**Your objective**.
Reproduce the listing below in its entirety. Change nothing.

**Provided data**.
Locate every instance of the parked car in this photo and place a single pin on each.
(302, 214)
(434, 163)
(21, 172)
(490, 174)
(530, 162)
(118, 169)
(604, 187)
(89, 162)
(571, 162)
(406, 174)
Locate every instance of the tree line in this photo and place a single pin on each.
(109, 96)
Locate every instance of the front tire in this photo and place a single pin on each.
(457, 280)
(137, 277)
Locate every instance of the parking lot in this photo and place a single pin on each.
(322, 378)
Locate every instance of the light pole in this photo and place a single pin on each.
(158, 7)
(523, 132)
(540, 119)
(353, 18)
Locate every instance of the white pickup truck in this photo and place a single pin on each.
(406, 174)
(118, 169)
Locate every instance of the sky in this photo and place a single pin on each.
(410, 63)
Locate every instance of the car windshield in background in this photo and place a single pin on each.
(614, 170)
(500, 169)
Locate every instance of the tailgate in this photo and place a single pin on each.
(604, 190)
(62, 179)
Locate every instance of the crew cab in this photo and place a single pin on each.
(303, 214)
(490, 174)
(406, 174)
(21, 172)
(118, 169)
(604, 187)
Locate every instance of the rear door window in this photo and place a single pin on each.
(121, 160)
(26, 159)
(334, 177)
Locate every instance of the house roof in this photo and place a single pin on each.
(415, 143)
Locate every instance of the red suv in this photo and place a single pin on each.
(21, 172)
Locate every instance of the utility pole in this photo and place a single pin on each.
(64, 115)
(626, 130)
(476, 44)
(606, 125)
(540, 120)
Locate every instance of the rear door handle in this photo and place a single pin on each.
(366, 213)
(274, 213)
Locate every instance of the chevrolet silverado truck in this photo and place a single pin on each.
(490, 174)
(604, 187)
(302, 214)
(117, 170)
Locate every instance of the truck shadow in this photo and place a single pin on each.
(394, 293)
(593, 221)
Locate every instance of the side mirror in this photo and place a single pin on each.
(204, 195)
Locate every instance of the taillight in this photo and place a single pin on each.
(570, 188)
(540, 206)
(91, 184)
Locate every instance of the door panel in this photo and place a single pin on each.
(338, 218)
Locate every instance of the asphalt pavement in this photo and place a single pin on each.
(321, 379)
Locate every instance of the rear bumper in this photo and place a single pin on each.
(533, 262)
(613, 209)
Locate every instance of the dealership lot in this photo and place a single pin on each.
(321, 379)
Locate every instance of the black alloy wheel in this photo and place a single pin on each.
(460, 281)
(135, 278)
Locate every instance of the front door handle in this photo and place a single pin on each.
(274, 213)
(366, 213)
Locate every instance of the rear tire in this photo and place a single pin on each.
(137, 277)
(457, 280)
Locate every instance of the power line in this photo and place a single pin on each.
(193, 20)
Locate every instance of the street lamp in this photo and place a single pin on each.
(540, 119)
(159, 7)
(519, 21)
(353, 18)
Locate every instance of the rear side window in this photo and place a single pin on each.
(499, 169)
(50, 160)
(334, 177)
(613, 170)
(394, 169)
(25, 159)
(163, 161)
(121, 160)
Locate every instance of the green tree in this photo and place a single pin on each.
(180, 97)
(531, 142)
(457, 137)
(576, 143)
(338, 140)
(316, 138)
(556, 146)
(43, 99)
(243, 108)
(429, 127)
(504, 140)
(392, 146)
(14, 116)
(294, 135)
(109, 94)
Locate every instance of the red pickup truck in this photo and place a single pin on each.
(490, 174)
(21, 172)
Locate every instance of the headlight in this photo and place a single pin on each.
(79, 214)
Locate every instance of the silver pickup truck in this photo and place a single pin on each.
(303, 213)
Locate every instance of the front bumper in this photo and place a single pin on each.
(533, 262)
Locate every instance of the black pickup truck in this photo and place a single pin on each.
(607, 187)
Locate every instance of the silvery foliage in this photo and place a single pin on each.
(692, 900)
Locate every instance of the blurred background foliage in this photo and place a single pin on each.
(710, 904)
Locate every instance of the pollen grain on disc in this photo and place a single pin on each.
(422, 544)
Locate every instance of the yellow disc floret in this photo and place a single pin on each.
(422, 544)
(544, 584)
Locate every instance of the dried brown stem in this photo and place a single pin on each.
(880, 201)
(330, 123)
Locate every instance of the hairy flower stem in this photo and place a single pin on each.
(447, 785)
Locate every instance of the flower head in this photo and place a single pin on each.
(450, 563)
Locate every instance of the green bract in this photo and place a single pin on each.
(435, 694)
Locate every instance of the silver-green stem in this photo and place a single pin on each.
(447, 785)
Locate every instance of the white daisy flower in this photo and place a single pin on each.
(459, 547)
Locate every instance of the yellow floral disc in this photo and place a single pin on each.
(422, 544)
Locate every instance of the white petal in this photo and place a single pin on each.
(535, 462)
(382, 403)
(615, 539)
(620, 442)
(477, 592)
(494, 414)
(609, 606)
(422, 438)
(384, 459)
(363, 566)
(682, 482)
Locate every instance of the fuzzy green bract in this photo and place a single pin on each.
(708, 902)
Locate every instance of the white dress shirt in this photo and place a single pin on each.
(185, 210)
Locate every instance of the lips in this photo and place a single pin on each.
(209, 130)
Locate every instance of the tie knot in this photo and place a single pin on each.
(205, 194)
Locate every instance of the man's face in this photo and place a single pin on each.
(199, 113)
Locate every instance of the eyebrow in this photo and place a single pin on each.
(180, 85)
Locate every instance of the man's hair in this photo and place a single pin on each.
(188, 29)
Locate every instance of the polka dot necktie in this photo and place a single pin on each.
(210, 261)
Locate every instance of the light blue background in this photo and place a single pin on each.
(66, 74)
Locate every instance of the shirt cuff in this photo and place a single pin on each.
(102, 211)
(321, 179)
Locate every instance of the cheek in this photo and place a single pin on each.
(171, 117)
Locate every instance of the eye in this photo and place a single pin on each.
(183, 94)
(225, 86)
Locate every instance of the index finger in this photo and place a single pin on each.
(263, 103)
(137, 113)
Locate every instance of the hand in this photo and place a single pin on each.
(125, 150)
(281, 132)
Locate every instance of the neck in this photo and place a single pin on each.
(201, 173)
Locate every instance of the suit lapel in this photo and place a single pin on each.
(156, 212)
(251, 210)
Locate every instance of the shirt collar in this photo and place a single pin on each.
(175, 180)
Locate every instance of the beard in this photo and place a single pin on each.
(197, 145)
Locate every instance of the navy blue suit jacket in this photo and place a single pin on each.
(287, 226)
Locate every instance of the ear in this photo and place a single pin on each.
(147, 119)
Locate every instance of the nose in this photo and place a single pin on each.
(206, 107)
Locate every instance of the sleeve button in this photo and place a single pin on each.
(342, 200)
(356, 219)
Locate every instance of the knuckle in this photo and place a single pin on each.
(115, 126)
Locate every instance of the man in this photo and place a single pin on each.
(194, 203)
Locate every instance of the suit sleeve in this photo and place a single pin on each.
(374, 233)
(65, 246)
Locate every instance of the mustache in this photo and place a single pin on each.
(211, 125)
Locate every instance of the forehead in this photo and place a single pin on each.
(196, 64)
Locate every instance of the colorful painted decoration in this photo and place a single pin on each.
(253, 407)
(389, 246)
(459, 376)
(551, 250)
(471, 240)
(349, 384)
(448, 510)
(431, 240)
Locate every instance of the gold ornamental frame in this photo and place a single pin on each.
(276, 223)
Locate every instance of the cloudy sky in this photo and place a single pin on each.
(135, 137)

**Your response**.
Locate every instance of the parked car in this photo and place a single pin on each.
(302, 214)
(434, 163)
(21, 172)
(490, 174)
(530, 162)
(118, 169)
(604, 187)
(89, 162)
(571, 162)
(406, 174)
Locate every instance of the tree line in this photo and place a single pin on each.
(109, 96)
Locate every instance of the front tire in this photo and place a single pin on each.
(457, 280)
(137, 277)
Locate every instance of the parking lot in this photo and place a single pin on each.
(322, 378)
Locate every instance of the light pole in this photo and place a single pin on each.
(158, 7)
(523, 132)
(540, 119)
(353, 18)
Locate every instance of the white pickup truck in this photo and place a single pin on each.
(406, 174)
(118, 169)
Locate every instance of the sky in this photo and place a single pin on each.
(410, 63)
Locate every instance of the car windshield in background in this photo and place a single pin on each.
(614, 170)
(500, 169)
Locate every instance of the tailgate in this photo and place a single pin on each.
(604, 190)
(62, 179)
Locate every instance of the crew cab in this photo and place a single pin on each.
(303, 214)
(490, 174)
(406, 174)
(21, 172)
(118, 169)
(604, 187)
Locate every instance of the rear door window in this photo and place a single pin on each.
(121, 160)
(26, 159)
(334, 177)
Locate every instance of the house roof in this photo and place a single pin on each.
(415, 143)
Locate every instance of the red suv in this photo and place a single pin on each.
(21, 172)
Locate every instance of the utility pole in this photo and place a single pin on each.
(64, 115)
(626, 130)
(476, 44)
(606, 125)
(540, 120)
Locate every instance of the rear door handle in this photo and place a single pin on each.
(366, 213)
(274, 213)
Locate every instance of the chevrolet silverado truck in this photo and place a single pin on each.
(490, 174)
(604, 187)
(302, 214)
(117, 170)
Locate every instance of the truck shadow in this photo and place a single pin on each.
(394, 293)
(593, 221)
Locate every instance of the side mirror in this photo and place a single pin on each.
(204, 195)
Locate every instance of the taillight in this photo and place a single pin on each.
(570, 188)
(540, 206)
(91, 184)
Locate every instance of the door panel in this photo and place a single pin on each.
(338, 218)
Locate every instance of the asphalt pavement in this photo and place a single pin on each.
(321, 379)
Locate every instance of the rear bumper in this photo and place a single pin on each.
(533, 262)
(613, 209)
Locate every instance of the dealership lot in this photo and place a single pin on each.
(321, 379)
Locate every instance of the black alloy wheel in this photo and place a single pin on each.
(460, 281)
(135, 278)
Locate every instance of the front door handle in this photo and place a single pin on each.
(274, 213)
(366, 213)
Locate every instance of the rear tire in this photo and place a single pin on each.
(137, 277)
(457, 280)
Locate every instance of the power line in this photo and place a single pin on each.
(193, 20)
Locate every instance of the street lamp in this photo and place a single pin on each.
(540, 119)
(159, 7)
(519, 21)
(353, 18)
Locate every instance of the rear side window in this photo and place a single pin on each.
(499, 169)
(50, 160)
(334, 177)
(613, 170)
(394, 169)
(25, 159)
(163, 161)
(121, 160)
Locate every instance of the green tree in this photo and place a single pin on each.
(180, 97)
(531, 142)
(457, 137)
(576, 143)
(338, 140)
(316, 138)
(556, 146)
(43, 99)
(243, 108)
(429, 127)
(504, 140)
(392, 146)
(14, 116)
(294, 135)
(109, 94)
Locate every instance of the red pickup truck in this photo and place a single pin on each.
(490, 174)
(21, 172)
Locate every instance of the headlight in this photo and place a single pin on each.
(79, 214)
Locate every instance of the silver pickup truck in this photo and place a single pin on each.
(303, 213)
Locate every instance of the front bumper in this photo and place a single pin on each.
(533, 262)
Locate every instance of the black pickup truck in this photo and place a single pin on each.
(607, 187)
Locate every instance of the silvery foliage in this photo and place a single pin on each.
(692, 900)
Locate every instance of the blurred background foliage in this photo and place a single pin on each.
(710, 904)
Locate every instance of the pollen grain on disc in this photo and place a single pin on each.
(422, 544)
Locate every instance of the yellow disc floret in this photo and place a single pin on each.
(422, 544)
(544, 584)
Locate every instance of the dried brown stem in this photo and place a single pin on each.
(880, 201)
(330, 123)
Locate every instance of the hairy flower stem in this photo and place a single pin on each.
(447, 785)
Locate every instance of the flower head in this photo and place a single pin on each.
(450, 563)
Locate every instance of the green bract in this photo and place a single pin on each.
(435, 694)
Locate every instance of the silver-green stem in this photo and place a single pin on each.
(447, 785)
Locate every instance of the white daisy flower in this photo and place a single pin on each.
(459, 547)
Locate every instance of the yellow floral disc in this photo and place a single pin on each.
(422, 544)
Locate every instance of the white petal in this photo and place a single pin on each.
(535, 462)
(382, 403)
(615, 539)
(620, 442)
(477, 592)
(494, 414)
(609, 606)
(422, 438)
(384, 459)
(363, 566)
(682, 482)
Locate every instance of the fuzzy green bract in this photo and place a single pin on each.
(708, 902)
Locate every instance of the white dress shirt in this photo and place a single pin on each.
(185, 210)
Locate every instance of the lips in this photo and place a single pin on each.
(209, 130)
Locate every instance of the tie knot in this photo and place a single pin on each.
(205, 194)
Locate every instance of the man's face in this photo and place a single pin on each.
(199, 113)
Locate every instance of the eyebrow in this photo and place a single pin on each.
(180, 85)
Locate every instance of the man's hair in this photo and place a single pin on each.
(188, 29)
Locate every instance of the polka dot necktie in this photo and place a single pin on each.
(210, 261)
Locate every instance of the light blue background in this photo and place a single pin on each.
(66, 74)
Locate every instance of the shirt cuff in this photo and place a single pin on each.
(102, 211)
(321, 179)
Locate every instance of the cheek in this photo and place a single pin on each.
(171, 117)
Locate every instance of the eye in this photo and place a single pin on each.
(183, 94)
(225, 86)
Locate every instance of the index finger in this photo and place a single pin on each.
(263, 103)
(137, 113)
Locate every instance of the hand in this photo and place a single pin on each.
(125, 150)
(281, 132)
Locate every instance of the neck in this photo and place a single pin on each.
(201, 173)
Locate every instance of the suit lapel in this photo and place a single pin on each.
(156, 212)
(251, 210)
Locate every instance of the shirt collar in this photo and place a single pin on each.
(175, 180)
Locate every instance of the beard in this photo and place a single pin on each.
(197, 145)
Locate every instance of the navy blue suit jacket in this photo and place a single pin on each.
(287, 226)
Locate every instance of the ear in this photo and place a single pin on each.
(147, 119)
Locate every instance of the nose in this photo and place a single pin on each.
(206, 107)
Locate every instance of the sleeve button in this photo and place a single pin on each.
(342, 200)
(356, 219)
Locate every instance of the knuckle in this photo and place a single pin on each.
(115, 126)
Locate every instance of the man in this photo and place a single pin on each.
(194, 203)
Locate every instance of the suit sleeve in this photo and place a single pin on each.
(374, 233)
(65, 246)
Locate every instance of the mustache in this photo and place a single pin on each.
(211, 125)
Locate every instance of the forehead in this photo and place a single pin on each.
(196, 64)
Locate every instance of the colorful painted decoration in this photo and place a single pin on each.
(253, 407)
(389, 246)
(459, 376)
(551, 250)
(471, 240)
(349, 384)
(448, 510)
(431, 240)
Locate every instance of the gold ornamental frame in this photo and place a single pin on each.
(276, 223)
Locate every instance of the cloudy sky in this photo and place a single pin on each.
(135, 137)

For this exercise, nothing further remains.